Object point labels:
>> START

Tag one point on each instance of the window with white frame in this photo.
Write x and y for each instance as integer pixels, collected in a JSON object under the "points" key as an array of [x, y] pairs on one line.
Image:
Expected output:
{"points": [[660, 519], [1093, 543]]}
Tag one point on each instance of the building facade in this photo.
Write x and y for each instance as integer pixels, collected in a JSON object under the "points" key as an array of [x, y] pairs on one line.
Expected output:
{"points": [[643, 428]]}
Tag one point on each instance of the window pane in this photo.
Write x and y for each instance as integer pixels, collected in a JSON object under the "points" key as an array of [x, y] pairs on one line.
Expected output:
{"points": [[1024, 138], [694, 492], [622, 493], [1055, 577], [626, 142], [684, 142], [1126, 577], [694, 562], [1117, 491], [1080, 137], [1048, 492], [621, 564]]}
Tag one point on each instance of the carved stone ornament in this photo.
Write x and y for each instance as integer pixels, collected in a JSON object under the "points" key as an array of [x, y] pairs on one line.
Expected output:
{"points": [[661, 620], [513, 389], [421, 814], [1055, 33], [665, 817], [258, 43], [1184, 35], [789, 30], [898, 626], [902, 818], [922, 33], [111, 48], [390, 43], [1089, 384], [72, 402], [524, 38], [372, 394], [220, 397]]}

>> END

- Directions -
Rewrite every line of the records with "Tag" swapped for "Mark", leaving all else unchanged.

- Completed exercise -
Mark one point on each instance of the window with white frame in this photo.
Write x and y for each instance as integer pixels, collected in a JSON object under the "points" key as an array of [x, y] pairs on one line.
Image:
Expected output:
{"points": [[660, 519], [1093, 543]]}
Mark one point on each instance of the building facade in this photo.
Write x and y for each instance as integer pixels, collected in a JSON object under the "points" key as an array of [x, y] pairs on one line.
Expected output:
{"points": [[643, 428]]}
Mark one point on each instance of the window pane in this photo.
Write x and y for each instance as integer pixels, collected in a JSON object under the "points" key as an array of [x, y] pairs on one line.
Expected output:
{"points": [[1024, 138], [694, 492], [622, 493], [1055, 577], [626, 142], [684, 142], [1126, 577], [694, 562], [1117, 491], [1080, 137], [1048, 492], [621, 564]]}
Mark one point on each instance of the carved stone ornament in this photo.
Write x and y for each instance as integer pixels, collected in a JSON object under the "points" key as an array of [x, y] pairs on one line.
Expected output:
{"points": [[661, 620], [513, 389], [421, 814], [1055, 33], [665, 817], [258, 43], [1184, 35], [789, 30], [898, 626], [902, 818], [922, 33], [111, 48], [390, 43], [1089, 384], [72, 402], [524, 38], [372, 394], [220, 397]]}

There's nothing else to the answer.